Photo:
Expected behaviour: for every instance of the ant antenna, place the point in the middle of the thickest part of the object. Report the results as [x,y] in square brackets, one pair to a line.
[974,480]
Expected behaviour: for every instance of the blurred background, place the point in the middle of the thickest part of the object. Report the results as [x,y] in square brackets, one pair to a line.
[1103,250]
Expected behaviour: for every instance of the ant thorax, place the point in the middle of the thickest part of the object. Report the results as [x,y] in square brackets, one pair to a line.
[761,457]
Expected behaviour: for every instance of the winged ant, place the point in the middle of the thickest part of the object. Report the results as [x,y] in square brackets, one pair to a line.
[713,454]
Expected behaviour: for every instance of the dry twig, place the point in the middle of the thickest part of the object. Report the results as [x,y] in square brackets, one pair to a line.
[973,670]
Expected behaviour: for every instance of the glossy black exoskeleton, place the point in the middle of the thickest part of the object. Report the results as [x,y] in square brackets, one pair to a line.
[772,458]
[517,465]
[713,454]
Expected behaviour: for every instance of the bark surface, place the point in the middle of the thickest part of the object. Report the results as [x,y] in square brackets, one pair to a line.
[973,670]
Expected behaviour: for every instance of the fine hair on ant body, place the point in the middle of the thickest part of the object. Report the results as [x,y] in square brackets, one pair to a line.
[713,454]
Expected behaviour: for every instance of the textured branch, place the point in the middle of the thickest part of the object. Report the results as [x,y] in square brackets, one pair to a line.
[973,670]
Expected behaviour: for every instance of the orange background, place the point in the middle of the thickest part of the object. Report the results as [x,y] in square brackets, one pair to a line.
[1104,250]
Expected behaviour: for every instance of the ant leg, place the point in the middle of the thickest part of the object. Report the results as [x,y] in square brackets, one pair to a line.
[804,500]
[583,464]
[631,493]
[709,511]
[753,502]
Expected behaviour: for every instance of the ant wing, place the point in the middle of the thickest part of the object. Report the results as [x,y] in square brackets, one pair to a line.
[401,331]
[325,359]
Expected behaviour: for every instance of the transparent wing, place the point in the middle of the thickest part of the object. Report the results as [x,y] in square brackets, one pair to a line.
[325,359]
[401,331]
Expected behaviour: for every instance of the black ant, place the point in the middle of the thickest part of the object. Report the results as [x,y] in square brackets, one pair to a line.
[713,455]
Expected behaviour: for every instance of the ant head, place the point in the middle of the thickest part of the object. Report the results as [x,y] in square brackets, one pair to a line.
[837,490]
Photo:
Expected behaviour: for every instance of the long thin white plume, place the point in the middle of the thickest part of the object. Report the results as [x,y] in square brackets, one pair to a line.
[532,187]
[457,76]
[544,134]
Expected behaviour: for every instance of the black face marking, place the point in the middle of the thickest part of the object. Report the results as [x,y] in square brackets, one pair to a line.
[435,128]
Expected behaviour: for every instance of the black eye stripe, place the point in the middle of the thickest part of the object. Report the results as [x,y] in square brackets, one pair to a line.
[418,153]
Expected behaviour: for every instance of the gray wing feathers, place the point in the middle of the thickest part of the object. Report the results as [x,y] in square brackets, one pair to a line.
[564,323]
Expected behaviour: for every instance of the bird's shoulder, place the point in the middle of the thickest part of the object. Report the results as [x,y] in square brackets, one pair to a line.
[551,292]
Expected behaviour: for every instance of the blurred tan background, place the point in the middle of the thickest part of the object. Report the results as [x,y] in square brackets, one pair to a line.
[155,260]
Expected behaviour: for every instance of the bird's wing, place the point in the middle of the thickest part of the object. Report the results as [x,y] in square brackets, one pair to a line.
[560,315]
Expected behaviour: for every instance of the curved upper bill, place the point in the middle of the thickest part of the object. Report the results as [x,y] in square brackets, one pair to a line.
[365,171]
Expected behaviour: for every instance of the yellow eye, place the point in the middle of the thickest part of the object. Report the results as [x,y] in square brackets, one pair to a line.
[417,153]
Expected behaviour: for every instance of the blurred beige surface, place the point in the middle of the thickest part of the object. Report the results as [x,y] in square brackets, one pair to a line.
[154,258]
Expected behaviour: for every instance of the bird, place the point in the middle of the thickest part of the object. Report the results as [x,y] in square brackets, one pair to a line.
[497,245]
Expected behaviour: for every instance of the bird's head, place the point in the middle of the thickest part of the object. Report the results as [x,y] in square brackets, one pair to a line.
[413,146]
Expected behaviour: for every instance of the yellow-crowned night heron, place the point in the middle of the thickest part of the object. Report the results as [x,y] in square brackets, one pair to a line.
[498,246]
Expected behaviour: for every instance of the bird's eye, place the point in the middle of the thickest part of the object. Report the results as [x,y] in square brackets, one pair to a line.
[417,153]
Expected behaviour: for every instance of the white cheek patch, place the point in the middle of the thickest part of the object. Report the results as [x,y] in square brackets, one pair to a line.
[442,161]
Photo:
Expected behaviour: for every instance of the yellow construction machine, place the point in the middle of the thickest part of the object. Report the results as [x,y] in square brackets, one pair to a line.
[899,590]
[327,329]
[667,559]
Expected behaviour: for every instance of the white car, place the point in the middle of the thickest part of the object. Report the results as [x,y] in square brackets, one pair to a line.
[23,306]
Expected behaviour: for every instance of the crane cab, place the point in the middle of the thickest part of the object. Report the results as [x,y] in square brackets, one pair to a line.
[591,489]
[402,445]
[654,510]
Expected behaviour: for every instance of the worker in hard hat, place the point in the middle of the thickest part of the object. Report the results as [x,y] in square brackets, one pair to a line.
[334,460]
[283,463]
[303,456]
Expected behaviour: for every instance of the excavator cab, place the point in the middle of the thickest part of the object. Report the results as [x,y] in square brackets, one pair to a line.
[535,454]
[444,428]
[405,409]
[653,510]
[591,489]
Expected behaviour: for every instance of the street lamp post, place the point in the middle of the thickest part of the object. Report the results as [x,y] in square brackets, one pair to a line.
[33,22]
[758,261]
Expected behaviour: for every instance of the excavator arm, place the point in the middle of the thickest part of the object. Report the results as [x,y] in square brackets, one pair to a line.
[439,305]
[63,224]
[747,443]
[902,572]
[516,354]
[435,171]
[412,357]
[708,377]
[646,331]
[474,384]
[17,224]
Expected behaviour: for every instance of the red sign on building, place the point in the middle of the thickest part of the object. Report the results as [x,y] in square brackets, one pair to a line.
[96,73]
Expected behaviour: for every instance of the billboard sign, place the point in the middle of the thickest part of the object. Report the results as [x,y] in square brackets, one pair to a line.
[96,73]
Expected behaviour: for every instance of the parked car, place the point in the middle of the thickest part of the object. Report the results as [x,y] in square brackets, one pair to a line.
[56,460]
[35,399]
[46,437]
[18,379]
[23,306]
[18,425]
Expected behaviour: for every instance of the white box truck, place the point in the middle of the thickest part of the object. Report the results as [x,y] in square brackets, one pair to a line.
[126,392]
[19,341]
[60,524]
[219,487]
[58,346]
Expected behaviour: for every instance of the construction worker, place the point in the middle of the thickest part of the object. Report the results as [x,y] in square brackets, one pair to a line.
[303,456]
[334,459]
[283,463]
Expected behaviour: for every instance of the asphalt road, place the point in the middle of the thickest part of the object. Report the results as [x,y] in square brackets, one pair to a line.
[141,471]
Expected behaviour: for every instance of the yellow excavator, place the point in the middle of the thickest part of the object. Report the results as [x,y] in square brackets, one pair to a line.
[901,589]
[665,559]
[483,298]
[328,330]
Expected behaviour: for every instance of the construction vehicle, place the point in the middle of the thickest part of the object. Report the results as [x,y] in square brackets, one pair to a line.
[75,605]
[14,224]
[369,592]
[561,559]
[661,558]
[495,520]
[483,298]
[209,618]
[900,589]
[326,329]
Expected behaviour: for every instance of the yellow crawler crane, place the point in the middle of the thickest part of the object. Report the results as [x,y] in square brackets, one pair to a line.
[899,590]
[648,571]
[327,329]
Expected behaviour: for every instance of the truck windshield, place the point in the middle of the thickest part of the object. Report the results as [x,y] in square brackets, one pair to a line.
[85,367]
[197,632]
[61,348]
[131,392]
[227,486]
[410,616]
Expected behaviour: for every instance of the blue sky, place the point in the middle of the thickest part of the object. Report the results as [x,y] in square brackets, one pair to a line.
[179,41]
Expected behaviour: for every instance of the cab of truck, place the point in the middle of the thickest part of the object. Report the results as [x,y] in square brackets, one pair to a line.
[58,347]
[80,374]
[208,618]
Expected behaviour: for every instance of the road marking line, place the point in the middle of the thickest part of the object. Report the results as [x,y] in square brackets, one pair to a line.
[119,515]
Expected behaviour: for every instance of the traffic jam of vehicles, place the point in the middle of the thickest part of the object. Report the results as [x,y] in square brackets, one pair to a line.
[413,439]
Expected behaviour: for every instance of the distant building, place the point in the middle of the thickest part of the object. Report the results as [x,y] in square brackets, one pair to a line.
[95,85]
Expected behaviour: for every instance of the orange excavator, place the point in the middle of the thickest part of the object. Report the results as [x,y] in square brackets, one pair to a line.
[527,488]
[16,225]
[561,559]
□ □ □
● WRITTEN TASK
Write out only the final block of lines, starting at the line with "Expected behaviour: for every instance of the road" and running to the end of the material.

● RESULT FOR THIS EXERCISE
Expected behaviour: for every instance of the road marking line, place the point in the middle of the thickest part of the object. Report the results as [x,y] in square brackets, one pair to a line.
[119,515]
Expected behaviour: for every instance of the traffic jam of vehicles, place the point in the middle of the thickest part of the object. Report the results as [x,y] in square brackets, one pair to a line.
[413,439]
Expected behaviour: for every instance of the distant building, place the point in the middle of the thickest part of the object. Report the results as [x,y] in square brackets, one pair to a line.
[95,85]
Expected behaviour: for every instance of the orange excavator, place the point in the middle of the thickest part of the object. Report the results as [x,y] in square brackets, one pair to a line.
[527,488]
[16,225]
[561,559]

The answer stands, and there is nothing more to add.